* Extracted data entries:
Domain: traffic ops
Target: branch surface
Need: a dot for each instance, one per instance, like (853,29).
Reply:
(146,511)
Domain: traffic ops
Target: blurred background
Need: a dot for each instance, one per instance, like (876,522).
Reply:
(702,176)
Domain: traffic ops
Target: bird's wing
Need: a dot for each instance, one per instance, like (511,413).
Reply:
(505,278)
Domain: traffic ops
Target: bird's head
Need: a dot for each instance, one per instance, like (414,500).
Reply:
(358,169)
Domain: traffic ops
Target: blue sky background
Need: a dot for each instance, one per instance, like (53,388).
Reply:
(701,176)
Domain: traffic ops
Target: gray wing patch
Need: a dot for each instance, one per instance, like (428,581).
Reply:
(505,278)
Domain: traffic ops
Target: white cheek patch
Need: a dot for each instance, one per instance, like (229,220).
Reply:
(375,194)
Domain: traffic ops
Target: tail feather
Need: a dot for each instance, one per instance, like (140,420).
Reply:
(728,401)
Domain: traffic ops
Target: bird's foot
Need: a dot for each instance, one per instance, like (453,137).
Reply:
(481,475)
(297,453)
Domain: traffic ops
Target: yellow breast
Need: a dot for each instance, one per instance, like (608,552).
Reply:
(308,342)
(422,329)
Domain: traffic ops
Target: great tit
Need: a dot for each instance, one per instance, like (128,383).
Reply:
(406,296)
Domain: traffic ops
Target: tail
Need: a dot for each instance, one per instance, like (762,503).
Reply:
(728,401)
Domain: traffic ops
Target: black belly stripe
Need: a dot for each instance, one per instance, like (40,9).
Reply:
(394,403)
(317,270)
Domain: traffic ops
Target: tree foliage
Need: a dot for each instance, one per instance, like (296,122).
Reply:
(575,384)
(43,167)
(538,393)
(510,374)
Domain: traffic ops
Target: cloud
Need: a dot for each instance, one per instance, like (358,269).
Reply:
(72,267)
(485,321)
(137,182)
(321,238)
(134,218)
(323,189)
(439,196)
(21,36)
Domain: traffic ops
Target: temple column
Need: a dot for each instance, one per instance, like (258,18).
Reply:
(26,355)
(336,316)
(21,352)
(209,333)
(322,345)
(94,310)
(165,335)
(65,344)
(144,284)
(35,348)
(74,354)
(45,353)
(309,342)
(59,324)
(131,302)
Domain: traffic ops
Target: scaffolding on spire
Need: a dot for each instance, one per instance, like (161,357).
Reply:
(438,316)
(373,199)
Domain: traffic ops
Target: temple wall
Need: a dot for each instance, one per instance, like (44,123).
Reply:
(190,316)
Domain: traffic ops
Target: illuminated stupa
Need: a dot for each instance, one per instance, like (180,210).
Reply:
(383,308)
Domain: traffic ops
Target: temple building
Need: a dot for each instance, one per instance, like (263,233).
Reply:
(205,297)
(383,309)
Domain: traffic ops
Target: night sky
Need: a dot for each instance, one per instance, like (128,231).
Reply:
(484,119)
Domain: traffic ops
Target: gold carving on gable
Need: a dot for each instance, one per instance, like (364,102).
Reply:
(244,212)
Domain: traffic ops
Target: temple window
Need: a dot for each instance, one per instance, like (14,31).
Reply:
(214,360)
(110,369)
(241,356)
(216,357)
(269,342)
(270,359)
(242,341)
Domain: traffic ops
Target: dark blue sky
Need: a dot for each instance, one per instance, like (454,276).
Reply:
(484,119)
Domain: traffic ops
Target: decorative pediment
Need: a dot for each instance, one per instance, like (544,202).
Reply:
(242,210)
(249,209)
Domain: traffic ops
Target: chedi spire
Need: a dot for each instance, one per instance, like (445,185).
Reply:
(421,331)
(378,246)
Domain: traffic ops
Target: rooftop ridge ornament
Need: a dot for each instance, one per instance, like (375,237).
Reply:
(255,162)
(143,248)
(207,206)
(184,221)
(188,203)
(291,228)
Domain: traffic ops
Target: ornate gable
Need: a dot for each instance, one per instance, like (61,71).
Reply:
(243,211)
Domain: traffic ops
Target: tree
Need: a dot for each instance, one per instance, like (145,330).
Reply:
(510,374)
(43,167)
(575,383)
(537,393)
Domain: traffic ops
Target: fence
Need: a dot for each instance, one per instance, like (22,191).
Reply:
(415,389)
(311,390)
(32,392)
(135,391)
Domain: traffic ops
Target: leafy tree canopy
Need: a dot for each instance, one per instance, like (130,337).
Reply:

* Exercise goal:
From the records above, extract every line exactly as it stands.

* Solution below:
Domain: traffic ops
Target: branch surface
Need: a dot for each instance, one per instance, like (853,29).
Reply:
(146,511)
Domain: traffic ops
Target: blurred background
Need: a dot for each instance, one per instance, like (876,522).
Reply:
(702,176)
Domain: traffic ops
Target: bird's wing
Need: a dot for each instance, one per instance, like (511,413).
Reply:
(505,278)
Domain: traffic ops
Target: bird's head
Need: a dot for each instance, one per instance, like (414,500).
Reply:
(358,169)
Domain: traffic ops
Target: blue sky background
Need: a dot for each instance, one per instance, like (53,388).
Reply:
(701,176)
Domain: traffic ops
Target: gray wing patch
Need: a dot for each instance, one per instance, like (428,581).
Reply:
(505,278)
Domain: traffic ops
Target: white cheek patch
Need: a dot for each instance, one per instance, like (229,220).
Reply:
(375,194)
Domain: traffic ops
Target: tail feather
Need: a dot for each instance, one per instance, like (140,420).
Reply:
(728,401)
Domain: traffic ops
Target: bird's foot
Need: a dot for each instance, one per instance, like (453,137).
Reply:
(481,475)
(297,453)
Domain: traffic ops
Target: yellow breast
Need: a dot for each instance, one per instance, like (608,552).
Reply:
(308,342)
(422,329)
Domain: traffic ops
Target: great tit
Need: a dot for each instance, one per instance, like (128,383).
Reply:
(406,296)
Domain: traffic ops
Target: tail
Need: a dot for each instance, one per instance, like (762,503).
Reply:
(728,401)
Domain: traffic ops
Target: black belly stripe
Need: a dot for each instance, one per instance, like (40,9).
Reply:
(394,403)
(317,270)
Domain: traffic ops
Target: tree foliage
Need: a dot for each instance, one per instance, like (296,122).
Reply:
(575,384)
(43,167)
(538,393)
(510,374)
Domain: traffic ops
Target: cloud
Need: a dot for each instance, one per instance, like (358,269).
Reply:
(72,267)
(485,321)
(137,182)
(321,238)
(134,218)
(323,189)
(439,196)
(21,36)
Domain: traffic ops
Target: temple column
Need: a dot for each instance, one per instance, like (258,18).
Reply:
(26,355)
(336,316)
(21,352)
(209,333)
(322,345)
(94,310)
(165,335)
(65,344)
(144,284)
(35,348)
(74,354)
(45,353)
(309,342)
(59,324)
(131,302)
Domain: traffic ops
Target: scaffolding on spire
Need: a dot for each instance, one per instance, like (161,357).
Reply:
(438,316)
(373,199)
Domain: traffic ops
Target: temple wall
Need: a dot for each instance, one per instance, like (44,123).
Reply:
(190,316)
Domain: traffic ops
Target: illuminated stupa
Need: a dot for each instance, one per instance, like (180,210).
Reply:
(383,308)
Domain: traffic ops
Target: temple building
Need: a dot for each instance, one per instance, like (263,233).
Reply:
(205,297)
(383,309)
Domain: traffic ops
Target: night sky
Need: a dot for each instance, one per instance, like (128,231).
Reply:
(484,119)
Domain: traffic ops
Target: gold carving on gable
Need: a dot for each instance, one per instance, like (364,102).
Reply:
(244,212)
Domain: traffic ops
Target: temple window
Need: a dot for each instance, one per instance, like (14,31).
Reply:
(214,360)
(110,369)
(241,356)
(216,357)
(269,342)
(270,359)
(242,341)
Domain: traffic ops
Target: dark blue sky
Need: a dot for each instance, one per instance, like (454,276).
Reply:
(484,119)
Domain: traffic ops
Target: decorative pediment
Need: a dot for each instance, one per instance, like (544,202).
Reply:
(242,210)
(249,209)
Domain: traffic ops
Target: chedi spire
Need: a dot for each instance, one per instance, like (445,185).
Reply:
(421,331)
(378,246)
Domain: traffic ops
Target: rooftop ridge ornament
Need: a dot for each instance, one per instance, like (375,237).
Reply:
(255,162)
(143,248)
(207,206)
(184,221)
(188,203)
(291,228)
Domain: traffic ops
Target: ornate gable
Need: a dot for each instance, one per instance, like (61,71).
Reply:
(243,211)
Domain: traffic ops
Target: tree
Need: a dot for each instance, one per instance, like (145,330).
Reply:
(510,374)
(43,167)
(575,383)
(537,393)
Domain: traffic ops
Target: fence
Need: a dot for each instance, one per instance, like (22,191).
Reply:
(415,389)
(311,390)
(32,392)
(135,391)
Domain: traffic ops
Target: leafy tree canopy
Need: a dot for each instance, one per instance, like (130,337).
Reply:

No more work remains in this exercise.